■ WHAT YOU NEED TO DO ■
In the passage about buying comics as a kid, which comic did the writer read at Gower's every week until it disappeared from the shelf?

■ PASSAGE TO READ ■

Early on I realized that Jack Kirby's work was just too much for me.  His stuff was just too powerful and totally creeped me out in a way I couldn’t understand. I very rarely worked up the nerve to buy any of his books, but I looked at them. (Of course, now he’s my favorite comic book artist of all time, ah youth…) I can still vividly remember standing in Gower’s reading Kamandi: The Last Boy on Earth #1 every week until it disappeared from the shelf.

But even though the local drugstore brought wonderment and joy it also brought frustration.  Comic book and magazine distribution back then was crazy and unreliable.  Even though I was in Gower’s every week, it was not unusual to miss issues, just because they never showed up for sale. This drove a kid crazy, because back then if you missed an issue it was gone, daddy-o. The only hope you might have finding a back issue was trading with someone else, or the coverless, three for a quarter packs you could pick up at country markets (and there’s a whole blog comin’ about those babies). That’s why anytime I had the chance to duck into a “foreign” drugstore I took it.  It was better than hopping over the Berlin Wall to check out the types of shampoo available in the West, you never knew what treasures you’d find.

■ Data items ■
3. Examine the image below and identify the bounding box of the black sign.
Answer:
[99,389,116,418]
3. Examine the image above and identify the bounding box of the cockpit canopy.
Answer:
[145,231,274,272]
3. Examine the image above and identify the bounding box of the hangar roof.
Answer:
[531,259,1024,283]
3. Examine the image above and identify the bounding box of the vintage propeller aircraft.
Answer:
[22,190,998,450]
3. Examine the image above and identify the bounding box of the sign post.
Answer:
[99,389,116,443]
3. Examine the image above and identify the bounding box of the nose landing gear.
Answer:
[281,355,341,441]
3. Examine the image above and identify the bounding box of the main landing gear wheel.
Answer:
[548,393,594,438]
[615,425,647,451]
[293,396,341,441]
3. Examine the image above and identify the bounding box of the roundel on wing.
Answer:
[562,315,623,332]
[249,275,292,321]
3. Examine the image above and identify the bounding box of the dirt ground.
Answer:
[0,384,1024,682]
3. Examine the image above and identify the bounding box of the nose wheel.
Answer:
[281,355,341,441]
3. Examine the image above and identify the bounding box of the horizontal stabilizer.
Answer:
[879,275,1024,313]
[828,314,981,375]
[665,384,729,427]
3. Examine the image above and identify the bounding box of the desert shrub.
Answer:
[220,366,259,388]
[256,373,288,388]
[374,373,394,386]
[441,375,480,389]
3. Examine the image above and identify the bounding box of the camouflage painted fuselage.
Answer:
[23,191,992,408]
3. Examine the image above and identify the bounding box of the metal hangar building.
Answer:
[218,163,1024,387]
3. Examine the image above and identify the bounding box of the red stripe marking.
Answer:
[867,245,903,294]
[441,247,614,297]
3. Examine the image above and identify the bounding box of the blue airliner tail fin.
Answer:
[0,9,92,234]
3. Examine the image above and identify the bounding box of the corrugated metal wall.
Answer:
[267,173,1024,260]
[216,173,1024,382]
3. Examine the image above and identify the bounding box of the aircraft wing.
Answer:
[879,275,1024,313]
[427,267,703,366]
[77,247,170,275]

■ OUTPUT OF THE TASK ■
Kamandi: The Last Boy on Earth #1